(Records)
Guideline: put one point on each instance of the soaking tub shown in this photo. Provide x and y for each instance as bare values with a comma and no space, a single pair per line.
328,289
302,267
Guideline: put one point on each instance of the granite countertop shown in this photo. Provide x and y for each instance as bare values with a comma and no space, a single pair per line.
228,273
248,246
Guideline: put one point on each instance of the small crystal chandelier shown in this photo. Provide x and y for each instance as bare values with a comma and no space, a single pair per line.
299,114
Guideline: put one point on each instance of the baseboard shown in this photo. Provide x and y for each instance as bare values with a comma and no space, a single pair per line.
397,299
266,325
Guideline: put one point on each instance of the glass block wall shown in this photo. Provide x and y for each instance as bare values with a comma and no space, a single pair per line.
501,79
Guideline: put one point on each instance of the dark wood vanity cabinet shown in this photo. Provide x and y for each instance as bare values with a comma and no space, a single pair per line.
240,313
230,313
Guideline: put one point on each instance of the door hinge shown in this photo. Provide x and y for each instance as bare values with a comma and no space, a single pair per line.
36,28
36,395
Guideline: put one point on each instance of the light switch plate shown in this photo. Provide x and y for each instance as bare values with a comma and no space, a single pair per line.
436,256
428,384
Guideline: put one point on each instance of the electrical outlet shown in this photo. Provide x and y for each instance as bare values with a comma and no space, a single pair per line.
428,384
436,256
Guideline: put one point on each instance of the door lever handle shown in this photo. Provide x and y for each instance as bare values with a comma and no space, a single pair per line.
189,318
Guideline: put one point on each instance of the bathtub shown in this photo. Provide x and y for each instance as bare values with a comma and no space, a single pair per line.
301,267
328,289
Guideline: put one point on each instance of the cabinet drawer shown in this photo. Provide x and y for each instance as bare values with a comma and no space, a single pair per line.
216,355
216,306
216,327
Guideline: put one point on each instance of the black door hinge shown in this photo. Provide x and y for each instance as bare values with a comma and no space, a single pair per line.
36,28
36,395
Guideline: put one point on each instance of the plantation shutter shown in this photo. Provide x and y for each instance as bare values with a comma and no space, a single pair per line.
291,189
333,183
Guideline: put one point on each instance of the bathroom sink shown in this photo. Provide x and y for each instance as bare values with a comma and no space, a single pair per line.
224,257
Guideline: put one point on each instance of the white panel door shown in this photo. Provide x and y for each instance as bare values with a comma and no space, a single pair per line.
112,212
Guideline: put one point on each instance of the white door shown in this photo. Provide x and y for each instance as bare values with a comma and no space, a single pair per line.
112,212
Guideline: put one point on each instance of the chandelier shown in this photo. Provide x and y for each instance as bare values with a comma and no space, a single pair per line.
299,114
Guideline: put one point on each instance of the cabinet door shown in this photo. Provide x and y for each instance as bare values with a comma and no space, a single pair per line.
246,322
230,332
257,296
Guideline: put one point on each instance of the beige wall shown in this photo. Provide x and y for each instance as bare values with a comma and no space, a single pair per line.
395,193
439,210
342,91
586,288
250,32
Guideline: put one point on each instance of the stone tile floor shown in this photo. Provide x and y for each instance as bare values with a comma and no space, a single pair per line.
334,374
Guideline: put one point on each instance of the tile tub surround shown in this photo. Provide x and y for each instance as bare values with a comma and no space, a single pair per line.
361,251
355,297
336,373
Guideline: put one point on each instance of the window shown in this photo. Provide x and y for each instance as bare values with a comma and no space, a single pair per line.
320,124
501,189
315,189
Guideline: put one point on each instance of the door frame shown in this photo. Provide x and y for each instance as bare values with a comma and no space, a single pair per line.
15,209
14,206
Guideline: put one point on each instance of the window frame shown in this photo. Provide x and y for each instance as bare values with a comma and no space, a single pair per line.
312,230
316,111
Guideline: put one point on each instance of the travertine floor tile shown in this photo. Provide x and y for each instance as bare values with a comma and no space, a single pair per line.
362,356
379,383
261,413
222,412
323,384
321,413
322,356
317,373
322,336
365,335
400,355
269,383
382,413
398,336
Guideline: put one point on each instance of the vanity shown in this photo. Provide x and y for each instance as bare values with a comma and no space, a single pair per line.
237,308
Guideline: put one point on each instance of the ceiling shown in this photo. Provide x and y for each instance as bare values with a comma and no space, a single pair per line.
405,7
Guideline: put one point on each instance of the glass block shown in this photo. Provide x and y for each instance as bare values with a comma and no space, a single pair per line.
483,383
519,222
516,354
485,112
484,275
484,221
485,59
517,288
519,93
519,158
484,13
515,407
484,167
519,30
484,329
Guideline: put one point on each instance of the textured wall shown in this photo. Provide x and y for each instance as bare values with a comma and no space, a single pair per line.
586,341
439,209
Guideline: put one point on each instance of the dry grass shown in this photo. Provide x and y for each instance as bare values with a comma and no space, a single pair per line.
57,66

▸ EXERCISE INSTRUCTIONS: Switch every "Guideline" in the lines above to "Instruction" and write out all the lines again, with nothing else changed.

▸ RESULT OF THIS EXERCISE:
Instruction: put one point on each instance of the soaking tub shown in this photo. Provide x and y for each instance as bare values with a comma and no space, a single pair per line.
328,289
302,267
Instruction: put one point on each instance of the granite countertop shown in this photo. Provide x and y for each instance as bare values with a comma and no space, a single pair per line.
228,273
248,246
Instruction: put one point on each instance of the small crystal chandelier shown in this photo. Provide x and y for each instance as bare values with a comma and no space, a single pair per line.
299,114
Instruction: put one point on each instance of the baseboard shown in this photo. Provide x and y for each instance as bare values with a comma and no space, a single pair per line.
397,299
266,325
Instruction: put one point on each instance of the glass block wall shown in this photo. Provide x and y for each instance as bare values with a comma and no space, a single pair per line.
501,79
Instruction: put one point on each instance of the dark wood vanity cabinet shown in this photo. Provide x and y for each instance as bare values with a comma and no space, a single pair per line.
240,313
230,313
Instruction: put one point on each instance of the door hinge shown in this photo. Provide x and y for each instance as bare values with a comma and no space, a single pair per line.
36,28
36,395
Instruction: put one point on each instance of the light switch plate shown in this photo. Provide x and y for each instance as bare values with a comma and no space, a single pair per line.
436,256
428,384
Instruction: put one point on each instance of the electrical outlet shown in this photo. Provide x and y for each instance as bare values with a comma and no space, a single pair per line.
428,384
436,256
Instruction: put one point on each instance of the door lever handle shown in this photo. Provide x and y for each instance as bare values with a comma and no space, a single pair per line.
189,318
Instruction: put one point on each instance of the bathtub shown in this photo. Provide x and y for each instance as bare values with a comma and no space, a single pair per line.
301,267
328,289
Instruction: put one point on each instance of the cabinet drawer shown in this photo. Provide x and y for each instance as bare values with a comma and no space, a single pair per line.
216,355
216,306
216,327
Instruction: put one point on each instance of the black door hinge shown in this photo. Provide x and y for each instance as bare values with a comma and no space, a single pair per line.
36,28
36,395
Instruction: put one point on each instance of the plantation shutter shown in this photo. Provide x and y for each instance as bare values with a comma and no space, a single pair per line.
291,189
333,183
Instruction: put one point on each instance of the bathroom sink shown in this photo. Provide x and y for each instance as bare values with a comma and no space, a single pair per line.
224,257
Instruction: put one point on each instance of the white panel door shown in this photo. Provide x and y for each instance as bare values with a comma and no space, a single pair per line.
112,212
Instruction: put one point on each instance of the white door shown in this photo. Provide x and y for each instance as bare values with a comma and no space, a single pair per line.
112,212
Instruction: put one point on each instance of the chandelier shown in this photo. Provide x and y for each instance as bare values with a comma and no space, a single pair per line.
299,114
Instruction: put one point on each instance of the cabinet door shown in this photo. Provide x and y for each instance as bare values with a comma and no space, a single pair per line.
246,322
230,332
257,296
Instruction: put one point on each instance of the beige wall shown in this photo. Provide x and y for each instance as bare values with a comma and no space, a single pair per line.
395,193
439,210
342,91
586,288
250,32
Instruction: put one point on each instance of the stone tile floor shown in this photo. Provide x and y for each instance as bare values with a comma and no space, a single pair per line.
334,374
Instruction: put one point on each instance of the tile tub surround shown in this photo. Provide x and y for each instance as bare values with a comma and no space, a single pair per line.
361,251
355,297
336,373
Instruction: put one point on each instance of the window shown in this photo. Provide x and y for each instance as bare values with a comma and no space, a single pair per line.
320,124
501,189
315,189
Instruction: put one point on each instance of the door frame shown in this photo. Provide x and y for each instance as bare values with a comma and no space, a single pair per line.
15,209
14,206
Instruction: put one point on each instance of the window frame shown in this photo. Provide x and y for each instance as bare values with a comma and no space, a single pair per line.
312,230
316,111
Instruction: put one point on each instance of the travertine floor tile shown in this photo. Provide x and y for each instance as bare values with a comma and no space, a single pair per line.
362,356
379,383
261,413
222,412
323,384
321,413
322,356
317,373
322,336
365,335
400,355
269,383
382,413
398,336
Instruction: put one point on each instance of the vanity shown in this photo. Provide x and y for each instance as bare values with a comma and no space, a single pair per line.
237,308
Instruction: put one point on each instance of the ceiling shown in this photo. Provide x and y for each instance as bare values with a comma and no space, a single pair per line.
405,7
Instruction: put one point on each instance of the glass block shown in this photo. Provide x and y for each instance as bare values with a comma and no space, a single pair per line.
483,383
519,222
516,354
485,112
484,275
484,221
485,59
517,288
519,93
519,158
484,13
515,407
484,167
519,30
484,329
Instruction: put one point on each instance of the textured wall shown in this photo. Provide x and y for each instance as bare values with a comma and no space, a single pair per line.
586,341
439,209
Instruction: put one point on each instance of the dry grass shown in this photo. Provide x and y for each instance as bare values with a comma and no space, a single pair per line.
57,66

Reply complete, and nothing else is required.